--- RECORDS ---

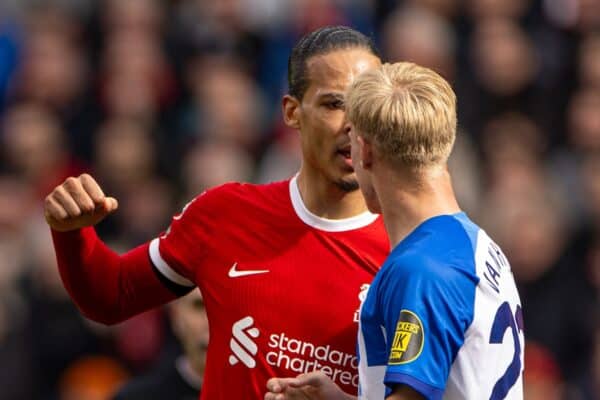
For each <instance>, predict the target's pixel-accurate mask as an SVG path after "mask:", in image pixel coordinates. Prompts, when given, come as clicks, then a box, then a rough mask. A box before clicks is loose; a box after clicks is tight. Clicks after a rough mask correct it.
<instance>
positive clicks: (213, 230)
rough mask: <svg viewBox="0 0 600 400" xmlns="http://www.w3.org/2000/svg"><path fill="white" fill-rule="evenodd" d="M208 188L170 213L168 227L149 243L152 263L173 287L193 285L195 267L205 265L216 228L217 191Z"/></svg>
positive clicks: (163, 280)
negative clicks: (212, 238) (170, 224)
mask: <svg viewBox="0 0 600 400" xmlns="http://www.w3.org/2000/svg"><path fill="white" fill-rule="evenodd" d="M220 191H221V189H219V188H215V189H211V190H208V191H206V192H204V193H202V194H200V195H199V196H197V197H196V198H194V199H193V200H192V201H190V202H189V203H187V204H186V205H185V206H184V207H183V209H182V211H181V213H179V214H177V215H175V216H173V218H172V220H171V225H170V226H169V228H168V229H167V230H166V231H165V232H164V233H163V234H162V235H161V236H159V237H157V238H155V239H154V240H152V241H151V242H150V246H149V255H150V259H151V261H152V264H153V265H154V266H155V268H156V270H157V271H158V272H159V274H160V276H161V280H162V281H163V283H164V284H166V285H167V286H169V287H170V288H171V289H172V290H175V291H180V290H181V289H184V288H188V289H189V288H190V287H193V286H196V283H195V282H196V277H197V270H196V269H197V268H198V266H201V265H202V264H205V260H206V258H207V254H208V250H207V249H208V248H209V247H210V243H211V239H212V238H213V237H214V232H215V231H216V230H217V229H218V216H219V215H220V212H219V209H218V208H219V202H220V201H221V200H222V199H221V197H222V196H220V194H219V192H220Z"/></svg>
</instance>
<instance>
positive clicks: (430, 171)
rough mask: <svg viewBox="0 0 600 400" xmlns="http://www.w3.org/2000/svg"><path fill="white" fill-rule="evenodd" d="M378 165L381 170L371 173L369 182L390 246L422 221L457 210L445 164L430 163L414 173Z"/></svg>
mask: <svg viewBox="0 0 600 400" xmlns="http://www.w3.org/2000/svg"><path fill="white" fill-rule="evenodd" d="M380 168H381V169H382V171H381V172H378V173H377V174H373V177H374V181H373V185H374V187H375V190H376V192H377V194H378V199H379V205H380V207H381V211H382V214H383V220H384V223H385V228H386V231H387V233H388V236H389V237H390V243H391V245H392V248H393V247H395V246H397V245H398V243H400V242H401V241H402V239H404V238H405V237H406V236H408V234H410V233H411V232H412V231H413V230H414V229H415V228H416V227H417V226H419V225H420V224H421V223H422V222H423V221H425V220H427V219H429V218H432V217H435V216H438V215H445V214H453V213H457V212H459V211H460V207H459V205H458V203H457V201H456V197H455V195H454V190H453V189H452V182H451V179H450V174H449V173H448V170H447V169H446V168H445V167H439V168H438V167H432V168H429V169H427V170H424V171H421V172H419V173H418V176H417V175H416V174H415V173H413V172H406V173H398V171H397V170H395V169H391V168H389V167H387V166H381V167H380Z"/></svg>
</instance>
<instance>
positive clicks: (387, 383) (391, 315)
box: [361, 213, 479, 399]
mask: <svg viewBox="0 0 600 400" xmlns="http://www.w3.org/2000/svg"><path fill="white" fill-rule="evenodd" d="M476 238H477V227H476V226H475V225H474V224H473V223H472V222H470V221H469V219H468V217H466V215H465V214H463V213H459V214H456V215H443V216H438V217H434V218H431V219H429V220H427V221H425V222H423V223H422V224H421V225H419V226H418V227H417V228H416V229H415V230H414V231H413V232H412V233H411V234H410V235H409V236H407V237H406V238H405V239H404V240H403V241H402V242H400V243H399V244H398V246H396V248H395V249H394V250H393V251H392V253H391V254H390V256H389V257H388V259H387V260H386V262H385V264H384V265H383V267H382V268H381V270H380V272H379V274H378V275H377V276H376V278H375V280H374V281H373V283H372V285H371V288H370V289H369V293H368V295H367V299H366V300H365V303H364V304H363V308H362V311H361V327H362V333H363V337H364V339H365V347H366V351H365V353H366V355H367V361H368V365H369V366H375V365H386V364H387V370H386V375H385V384H386V385H387V386H388V388H389V387H390V386H392V385H394V384H397V383H403V384H408V385H410V386H412V387H413V388H414V389H415V390H417V391H419V392H421V393H423V394H424V395H425V396H426V398H428V399H437V398H440V397H439V393H443V390H444V388H445V386H446V381H447V379H448V375H449V372H450V367H451V365H452V363H453V361H454V359H455V357H456V354H457V353H458V350H459V348H460V347H461V346H462V344H463V342H464V334H465V331H466V330H467V329H468V327H469V326H470V324H471V322H472V321H473V311H474V300H475V289H476V286H477V284H478V282H479V278H478V277H477V275H476V269H475V258H474V249H475V246H476V240H477V239H476ZM403 310H404V312H405V313H410V314H414V315H416V316H417V317H418V319H419V320H420V322H421V323H422V329H423V338H424V340H423V345H422V349H421V350H420V352H419V353H418V356H417V357H416V358H415V359H413V360H409V361H407V362H393V363H388V360H390V350H391V349H392V347H393V343H394V341H395V339H394V338H395V335H396V333H398V332H397V328H398V329H401V328H400V325H399V324H398V321H399V317H400V315H401V311H403ZM404 315H407V314H404ZM402 322H404V320H402ZM380 327H383V328H384V331H385V338H384V334H383V332H382V331H381V328H380ZM415 329H416V328H415ZM378 330H379V332H378ZM414 337H417V336H414ZM382 339H383V340H382ZM410 340H417V339H414V338H413V339H410ZM409 343H410V342H409ZM400 347H402V345H400ZM413 352H414V353H415V354H416V350H414V351H413ZM398 354H402V352H400V353H398ZM407 354H408V353H407ZM415 354H413V356H414V355H415ZM396 361H398V360H396Z"/></svg>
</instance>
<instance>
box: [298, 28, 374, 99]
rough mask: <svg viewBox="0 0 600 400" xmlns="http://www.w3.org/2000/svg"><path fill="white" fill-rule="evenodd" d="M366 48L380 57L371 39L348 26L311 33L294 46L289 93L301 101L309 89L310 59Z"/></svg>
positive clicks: (313, 31) (319, 28) (326, 28)
mask: <svg viewBox="0 0 600 400" xmlns="http://www.w3.org/2000/svg"><path fill="white" fill-rule="evenodd" d="M355 47H358V48H364V49H365V50H368V51H369V52H370V53H371V54H373V55H374V56H377V57H380V55H379V50H377V47H375V43H373V40H371V38H369V37H367V36H365V35H363V34H362V33H360V32H358V31H356V30H354V29H352V28H349V27H347V26H326V27H323V28H319V29H317V30H316V31H313V32H310V33H308V34H307V35H305V36H304V37H302V39H300V41H299V42H298V43H297V44H296V45H295V46H294V48H293V49H292V53H291V54H290V58H289V59H288V92H289V94H290V95H292V96H294V97H295V98H297V99H299V100H301V99H302V97H303V96H304V93H305V92H306V89H307V88H308V84H309V82H308V72H307V70H306V69H307V68H306V62H307V61H308V59H309V58H311V57H313V56H316V55H320V54H325V53H329V52H331V51H334V50H341V49H350V48H355Z"/></svg>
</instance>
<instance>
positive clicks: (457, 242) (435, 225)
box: [384, 216, 478, 290]
mask: <svg viewBox="0 0 600 400" xmlns="http://www.w3.org/2000/svg"><path fill="white" fill-rule="evenodd" d="M473 226H475V225H473ZM471 229H472V226H470V225H467V226H465V224H464V223H463V222H462V221H460V220H459V219H457V218H455V217H453V216H444V217H441V218H438V219H436V220H434V221H429V222H428V223H427V225H426V226H423V227H422V228H421V229H420V230H419V231H416V232H414V233H413V234H412V235H411V236H410V237H409V238H408V239H409V240H408V241H407V242H406V243H401V244H400V245H399V246H398V247H397V248H396V249H394V251H393V252H392V253H391V254H390V256H389V258H388V260H387V261H386V265H385V269H384V270H385V274H386V275H387V276H386V280H389V281H390V282H391V283H395V284H394V285H393V286H396V285H397V284H402V286H406V285H418V286H419V287H422V288H425V287H427V288H430V289H436V288H437V289H438V290H439V289H442V288H445V287H451V286H457V285H458V286H466V287H469V288H474V287H475V286H476V285H477V282H478V278H477V274H476V268H475V254H474V243H473V239H472V232H471Z"/></svg>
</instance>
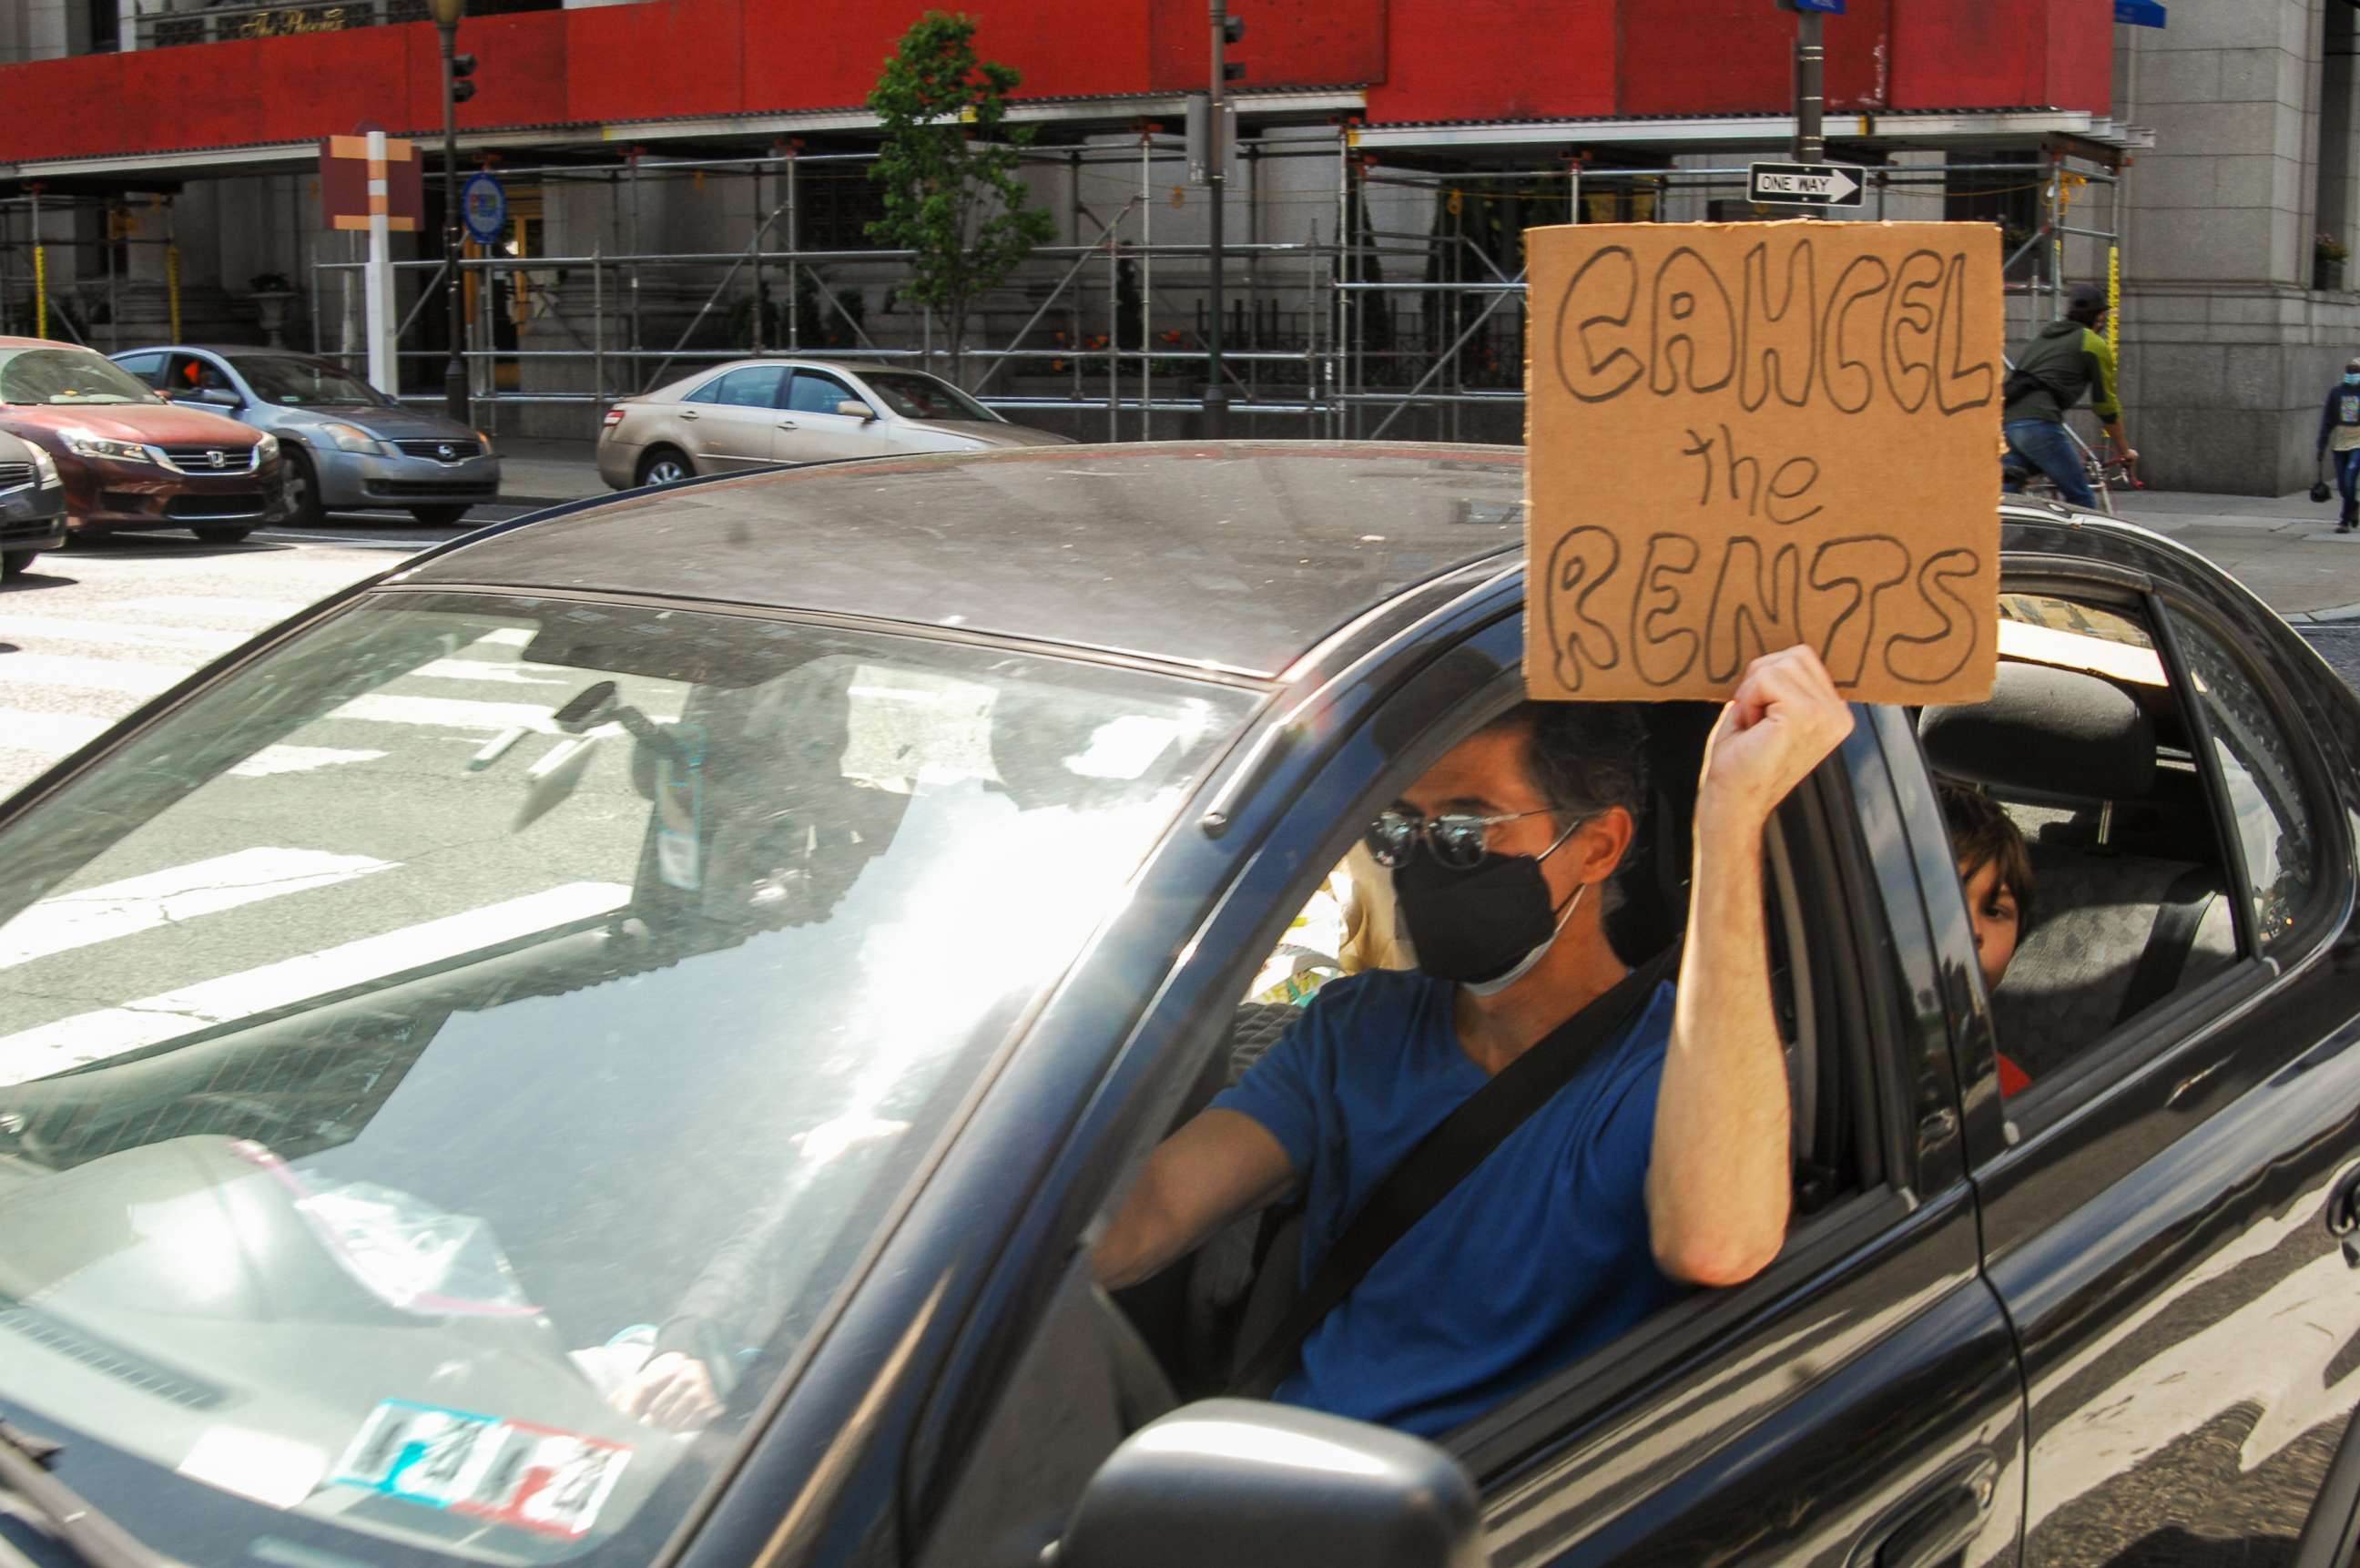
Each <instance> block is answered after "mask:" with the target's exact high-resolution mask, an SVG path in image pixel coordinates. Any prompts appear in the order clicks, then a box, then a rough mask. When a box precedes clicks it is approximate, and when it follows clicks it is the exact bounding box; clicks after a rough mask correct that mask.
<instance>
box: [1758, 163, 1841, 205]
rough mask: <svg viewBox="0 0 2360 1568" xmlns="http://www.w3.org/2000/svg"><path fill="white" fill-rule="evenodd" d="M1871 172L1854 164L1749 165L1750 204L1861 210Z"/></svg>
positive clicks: (1786, 164)
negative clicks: (1867, 172)
mask: <svg viewBox="0 0 2360 1568" xmlns="http://www.w3.org/2000/svg"><path fill="white" fill-rule="evenodd" d="M1864 189H1867V170H1862V168H1855V165H1850V163H1749V165H1746V201H1775V203H1787V205H1798V208H1857V205H1860V196H1862V191H1864Z"/></svg>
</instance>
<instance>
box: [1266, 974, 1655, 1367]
mask: <svg viewBox="0 0 2360 1568" xmlns="http://www.w3.org/2000/svg"><path fill="white" fill-rule="evenodd" d="M1678 963H1680V945H1678V942H1673V945H1671V947H1666V949H1664V952H1659V954H1657V956H1654V959H1650V961H1647V963H1643V966H1638V968H1633V971H1631V973H1628V975H1624V978H1621V980H1619V982H1614V987H1610V989H1607V992H1605V994H1602V997H1598V999H1595V1001H1593V1004H1588V1006H1586V1008H1581V1011H1579V1013H1574V1015H1572V1018H1567V1020H1565V1023H1560V1025H1558V1027H1555V1030H1551V1032H1548V1034H1546V1037H1541V1041H1539V1044H1534V1046H1532V1048H1529V1051H1525V1053H1522V1056H1520V1058H1515V1060H1513V1063H1508V1065H1506V1067H1503V1070H1501V1072H1499V1074H1496V1077H1494V1079H1492V1082H1489V1084H1484V1086H1482V1089H1477V1091H1475V1093H1470V1096H1468V1098H1466V1100H1463V1103H1461V1105H1458V1110H1454V1112H1451V1115H1447V1117H1444V1119H1442V1122H1440V1124H1437V1126H1435V1129H1433V1131H1430V1133H1425V1136H1423V1138H1421V1141H1418V1145H1416V1148H1411V1150H1409V1152H1407V1155H1404V1157H1402V1162H1399V1164H1397V1167H1392V1169H1390V1171H1385V1176H1383V1178H1381V1181H1378V1183H1376V1190H1371V1193H1369V1202H1364V1204H1362V1207H1359V1211H1357V1214H1355V1216H1352V1221H1350V1223H1348V1226H1345V1230H1343V1235H1340V1237H1336V1244H1333V1247H1331V1249H1329V1252H1326V1256H1324V1259H1319V1268H1317V1270H1315V1273H1312V1278H1310V1280H1307V1282H1305V1285H1303V1294H1300V1296H1296V1304H1293V1306H1291V1308H1289V1311H1286V1315H1284V1318H1281V1320H1279V1325H1277V1327H1274V1329H1272V1332H1270V1337H1267V1339H1265V1341H1263V1344H1260V1346H1256V1351H1253V1353H1251V1355H1248V1358H1246V1360H1244V1363H1239V1372H1237V1377H1234V1379H1232V1381H1230V1389H1232V1391H1234V1393H1246V1396H1267V1393H1270V1389H1274V1386H1277V1384H1279V1379H1281V1372H1284V1367H1286V1365H1289V1360H1291V1358H1293V1353H1296V1348H1298V1346H1300V1344H1303V1339H1305V1337H1307V1334H1310V1332H1312V1329H1315V1327H1319V1320H1322V1318H1326V1315H1329V1313H1331V1311H1333V1308H1336V1304H1338V1301H1343V1299H1345V1296H1350V1294H1352V1287H1357V1285H1359V1282H1362V1278H1366V1273H1369V1270H1371V1268H1376V1261H1378V1259H1383V1256H1385V1254H1388V1252H1390V1249H1392V1244H1395V1242H1399V1240H1402V1237H1404V1235H1409V1230H1411V1226H1416V1223H1418V1221H1421V1219H1425V1216H1428V1214H1433V1211H1435V1204H1440V1202H1442V1200H1444V1197H1449V1195H1451V1190H1454V1188H1456V1185H1458V1183H1461V1181H1466V1178H1468V1174H1473V1171H1475V1167H1480V1164H1482V1162H1484V1159H1487V1157H1489V1155H1492V1150H1496V1148H1499V1145H1501V1143H1506V1138H1508V1133H1513V1131H1515V1129H1517V1126H1522V1124H1525V1119H1527V1117H1532V1112H1536V1110H1541V1105H1548V1100H1551V1098H1555V1093H1558V1091H1560V1089H1565V1084H1569V1082H1572V1077H1574V1072H1579V1070H1581V1065H1584V1063H1588V1060H1591V1058H1593V1056H1595V1053H1598V1048H1600V1046H1602V1044H1607V1041H1610V1039H1614V1037H1617V1034H1621V1032H1624V1030H1626V1027H1628V1025H1631V1023H1633V1020H1635V1018H1638V1015H1640V1011H1643V1008H1645V1006H1647V999H1650V997H1654V989H1657V987H1659V985H1661V982H1664V980H1666V978H1669V975H1671V973H1673V971H1676V968H1678ZM1270 1266H1274V1268H1286V1266H1291V1259H1284V1256H1272V1259H1270Z"/></svg>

---

[ASSIGNMENT]
Lay out the entries from their start through the line containing "positive clicks: (163, 280)", inclusive, as a numbered list. Skip blank lines, and leave the picture out.

[ANSWER BOX]
1. For each <instance>, predict the target's pixel-accurate mask as an SVG path after "mask:", in image pixel coordinates. Prompts, when given, come as clicks, then a box, then a rough mask. A box before clicks is loose; a box after clicks is tight. Clicks after a rough mask correct it.
2. <instance>
3. positive clicks: (213, 230)
4. rough mask: <svg viewBox="0 0 600 400" xmlns="http://www.w3.org/2000/svg"><path fill="white" fill-rule="evenodd" d="M208 188L170 213L168 227L149 243L152 263L173 287L193 285L195 267L205 265L216 228L217 191Z"/></svg>
5. positive clicks: (163, 280)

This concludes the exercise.